Task to complete: Quote the data below word for word, from the line that contains "Q: Locate the car side" through the end of the data, including that first line.

--

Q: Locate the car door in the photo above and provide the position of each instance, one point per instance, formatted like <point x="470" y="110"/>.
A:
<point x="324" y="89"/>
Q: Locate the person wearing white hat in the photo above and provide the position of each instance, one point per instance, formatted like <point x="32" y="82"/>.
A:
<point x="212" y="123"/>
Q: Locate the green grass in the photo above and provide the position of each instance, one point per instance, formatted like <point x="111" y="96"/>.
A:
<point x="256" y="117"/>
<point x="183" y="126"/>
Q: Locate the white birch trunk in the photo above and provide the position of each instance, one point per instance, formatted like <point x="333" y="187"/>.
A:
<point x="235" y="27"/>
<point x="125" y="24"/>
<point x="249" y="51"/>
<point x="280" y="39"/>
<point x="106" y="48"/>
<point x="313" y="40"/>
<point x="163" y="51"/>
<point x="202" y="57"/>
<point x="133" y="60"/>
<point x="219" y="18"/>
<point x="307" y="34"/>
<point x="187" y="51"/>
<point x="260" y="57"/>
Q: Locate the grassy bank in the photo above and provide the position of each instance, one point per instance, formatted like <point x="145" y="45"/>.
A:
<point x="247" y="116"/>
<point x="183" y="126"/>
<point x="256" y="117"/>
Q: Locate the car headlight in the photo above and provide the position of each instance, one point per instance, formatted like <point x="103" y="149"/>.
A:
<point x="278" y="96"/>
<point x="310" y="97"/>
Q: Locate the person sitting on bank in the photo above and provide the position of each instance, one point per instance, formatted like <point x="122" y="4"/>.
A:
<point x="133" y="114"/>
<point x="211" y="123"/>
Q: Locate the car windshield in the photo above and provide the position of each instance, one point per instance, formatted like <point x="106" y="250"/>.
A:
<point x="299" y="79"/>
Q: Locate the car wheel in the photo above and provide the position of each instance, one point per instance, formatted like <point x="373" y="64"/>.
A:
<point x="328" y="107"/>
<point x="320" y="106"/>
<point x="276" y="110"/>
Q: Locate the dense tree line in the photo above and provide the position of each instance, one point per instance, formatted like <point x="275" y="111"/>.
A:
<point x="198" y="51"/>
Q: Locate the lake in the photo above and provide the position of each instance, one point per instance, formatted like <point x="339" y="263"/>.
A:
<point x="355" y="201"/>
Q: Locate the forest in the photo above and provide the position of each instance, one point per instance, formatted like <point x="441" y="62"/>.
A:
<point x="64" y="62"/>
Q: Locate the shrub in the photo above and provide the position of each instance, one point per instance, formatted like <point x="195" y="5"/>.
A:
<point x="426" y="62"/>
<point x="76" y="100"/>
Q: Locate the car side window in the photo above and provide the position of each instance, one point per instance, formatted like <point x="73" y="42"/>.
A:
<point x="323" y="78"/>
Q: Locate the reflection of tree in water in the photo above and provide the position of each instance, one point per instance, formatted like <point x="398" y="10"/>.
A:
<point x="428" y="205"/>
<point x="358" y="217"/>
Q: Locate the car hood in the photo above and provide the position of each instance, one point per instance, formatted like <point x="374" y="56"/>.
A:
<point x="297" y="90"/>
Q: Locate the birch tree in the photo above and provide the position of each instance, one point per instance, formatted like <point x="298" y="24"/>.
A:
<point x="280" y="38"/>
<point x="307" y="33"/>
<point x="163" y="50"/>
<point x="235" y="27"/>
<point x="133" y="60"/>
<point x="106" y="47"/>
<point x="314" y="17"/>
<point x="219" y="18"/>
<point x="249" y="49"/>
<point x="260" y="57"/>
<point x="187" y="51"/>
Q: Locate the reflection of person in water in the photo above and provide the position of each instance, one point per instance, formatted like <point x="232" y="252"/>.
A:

--

In response:
Q: Locate the car side window in the photo above and provide the position of each instance, one point per instance, formatted like <point x="73" y="42"/>.
A:
<point x="323" y="78"/>
Q: Locate the reflection of tree in water in the photo above and provide the position of each instance, one point per instance, formatted like <point x="398" y="10"/>.
A:
<point x="428" y="205"/>
<point x="358" y="217"/>
Q: Locate the car hood in the photo above and provide the position of each instance, one point per instance, formatted like <point x="374" y="56"/>.
A:
<point x="297" y="90"/>
Q: Locate the birch tree in the photo above and provide the position of each instance, one point per instance, formatted like <point x="298" y="24"/>.
A:
<point x="280" y="38"/>
<point x="307" y="33"/>
<point x="163" y="50"/>
<point x="235" y="27"/>
<point x="133" y="60"/>
<point x="106" y="47"/>
<point x="314" y="17"/>
<point x="219" y="18"/>
<point x="249" y="49"/>
<point x="260" y="57"/>
<point x="187" y="51"/>
Q: Locate the reflection of person in water in the photo above and provide the position of each instance, one point per instance, formatted like <point x="232" y="252"/>.
A:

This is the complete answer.